* _What this task involves_:
Rewrite all of the data below, switching "farthest from its outline" to "most distant from its edge" wherever it occurs and changing nothing else. Leave the pictures out of your answer.

***** Exercise input *****

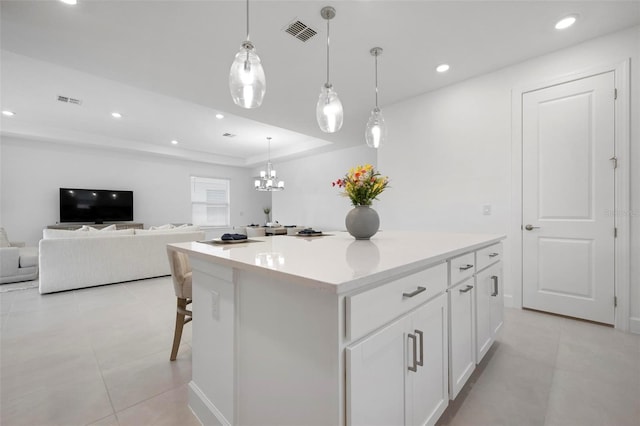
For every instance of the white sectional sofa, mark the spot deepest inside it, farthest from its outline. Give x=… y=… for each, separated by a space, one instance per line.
x=77 y=259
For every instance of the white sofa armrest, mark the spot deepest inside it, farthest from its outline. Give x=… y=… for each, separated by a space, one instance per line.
x=9 y=260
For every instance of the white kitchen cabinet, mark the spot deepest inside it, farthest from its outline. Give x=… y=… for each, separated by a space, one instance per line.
x=462 y=348
x=489 y=307
x=398 y=375
x=327 y=336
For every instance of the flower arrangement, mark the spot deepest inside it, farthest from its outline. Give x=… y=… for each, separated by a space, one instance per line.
x=362 y=185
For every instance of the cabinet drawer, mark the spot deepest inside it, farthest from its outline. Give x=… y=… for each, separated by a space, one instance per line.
x=371 y=309
x=488 y=256
x=461 y=268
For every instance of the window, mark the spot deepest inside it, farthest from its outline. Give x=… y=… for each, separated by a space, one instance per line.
x=210 y=201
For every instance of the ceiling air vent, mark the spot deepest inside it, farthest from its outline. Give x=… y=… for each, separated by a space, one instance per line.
x=300 y=30
x=69 y=100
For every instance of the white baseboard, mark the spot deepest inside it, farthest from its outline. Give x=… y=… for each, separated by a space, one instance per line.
x=634 y=325
x=204 y=410
x=508 y=301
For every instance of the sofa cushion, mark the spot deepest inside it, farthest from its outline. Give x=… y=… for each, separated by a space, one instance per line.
x=111 y=227
x=176 y=230
x=157 y=228
x=28 y=256
x=63 y=233
x=4 y=240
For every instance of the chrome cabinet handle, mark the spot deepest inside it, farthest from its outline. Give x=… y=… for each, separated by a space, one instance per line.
x=495 y=285
x=421 y=359
x=466 y=289
x=413 y=367
x=415 y=292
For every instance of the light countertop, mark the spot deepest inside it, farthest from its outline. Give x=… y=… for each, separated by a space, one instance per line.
x=336 y=261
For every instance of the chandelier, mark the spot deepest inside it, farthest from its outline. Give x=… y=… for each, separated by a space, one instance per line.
x=268 y=178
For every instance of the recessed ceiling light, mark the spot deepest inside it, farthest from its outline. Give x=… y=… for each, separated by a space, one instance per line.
x=566 y=22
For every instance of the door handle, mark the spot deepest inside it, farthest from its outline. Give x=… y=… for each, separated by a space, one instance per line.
x=413 y=367
x=415 y=292
x=495 y=285
x=420 y=361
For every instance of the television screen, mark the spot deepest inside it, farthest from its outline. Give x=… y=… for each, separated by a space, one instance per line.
x=95 y=205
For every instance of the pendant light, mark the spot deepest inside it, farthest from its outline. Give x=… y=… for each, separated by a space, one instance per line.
x=329 y=111
x=376 y=132
x=268 y=178
x=246 y=77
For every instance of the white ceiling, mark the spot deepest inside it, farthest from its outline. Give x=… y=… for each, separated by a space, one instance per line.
x=164 y=65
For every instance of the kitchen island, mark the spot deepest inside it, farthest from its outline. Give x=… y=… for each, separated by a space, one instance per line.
x=328 y=330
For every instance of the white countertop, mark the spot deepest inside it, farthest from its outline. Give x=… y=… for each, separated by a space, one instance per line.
x=336 y=261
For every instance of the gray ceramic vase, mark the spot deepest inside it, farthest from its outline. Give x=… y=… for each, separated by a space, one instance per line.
x=362 y=222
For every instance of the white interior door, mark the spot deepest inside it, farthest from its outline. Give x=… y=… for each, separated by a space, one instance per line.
x=568 y=198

*****

* _Expected output_:
For every instance of the white sectional sofa, mark the spot deepest inside it, most distant from its edge. Give x=… y=… for each, separated by a space, one instance per line.
x=77 y=259
For every instance of the white sofa armrest, mark the spot deepest inside it, most distant from its edge. Give x=… y=… for each, separated by a space, one instance per line.
x=9 y=260
For every instance of the white kitchen cabinet, mark the spot deepest inside it, most distant from its edge. Give x=… y=… for each, separated by a space, one instance per line.
x=462 y=348
x=489 y=307
x=398 y=375
x=327 y=336
For every instance of the flower arrangement, mark the spot deepest inside it, most distant from its edge. Give x=… y=… for each, separated by a space, one instance per line.
x=362 y=185
For every instance of the cabinet drawer, mark the spot deepest inside it, most distant from its edge. Give x=… y=… for each, separated by a space, one instance per line.
x=371 y=309
x=488 y=256
x=461 y=268
For every instance of the window, mark the spot deepest inside it, most distant from its edge. Give x=… y=… for each, separated by a space, one instance per line.
x=210 y=201
For every instance of the ceiling air vent, mark the spot deepest inside it, most distant from its edge. Give x=… y=… for each, separated by a space, one instance per line.
x=300 y=30
x=69 y=100
For every instance of the white baseboard, mark the spot deepest inside it, most distant from its edge. Give x=… y=… for each, separated by a space, one instance per line.
x=634 y=325
x=204 y=410
x=508 y=301
For every instance of the sofa cushion, mark the spot deepest inside it, most distant from its edge. Give x=… y=… for each, separated by a space, one instance per line.
x=111 y=227
x=176 y=230
x=157 y=228
x=28 y=256
x=63 y=233
x=4 y=240
For every instance of the chrome cabinet handle, mark the spot deepest inside it, most distant from its edge. Give x=… y=… for each, separated by a space, one instance per line.
x=495 y=285
x=421 y=359
x=466 y=289
x=413 y=367
x=415 y=292
For every instance of the light countertop, mark the spot deepest inside it, most distant from its edge. Give x=… y=… for each, separated by a space, one instance per line.
x=336 y=261
For every instance of the chandelier, mark the spot deepest inside it, most distant from its edge. Give x=… y=… for each, separated by a space, one instance per line.
x=268 y=178
For every instance of the recessed ceiling light, mark the spot deepest inside it, most distant from its edge. Give x=… y=… for each, separated by a space, one instance per line.
x=566 y=22
For every instance of the door handle, mark the spot deepest inside it, most distant from its edge. Give x=… y=… for each, separated by a space, one instance per line.
x=413 y=367
x=415 y=292
x=495 y=285
x=420 y=361
For every instance of the television screen, mark the spot deepest inside it, most distant from its edge. Give x=… y=… for each, separated by a space, one instance per line.
x=95 y=205
For every instance of the pendant light, mark the spot deepest inside it, most distant from its edge. Give x=… y=… for each, separated by a space, one instance per line.
x=329 y=111
x=376 y=132
x=268 y=178
x=246 y=77
For every instance of the white ceiling, mark the spot deepest inside it, most distant from its edge. Give x=… y=… for each, separated by a space, one instance per line.
x=164 y=65
For every instance of the kitchen island, mark the spot deepest inside it, most distant from its edge. Give x=… y=… for each, separated by a space, one instance per line.
x=328 y=330
For every instance of the white countertop, mark the spot deepest inside it, most distant from its edge. Give x=… y=… for each, separated by a space, one instance per line.
x=336 y=261
For every instance of the gray ceramic vase, mark the spot deepest inside it, most distant from its edge. Give x=… y=… for each, separated by a space, one instance per line.
x=362 y=222
For every instance of the white interior door, mark the spot deepest inside it, most distant from its edge. Give x=… y=… for each, separated by a space, one instance per line.
x=568 y=198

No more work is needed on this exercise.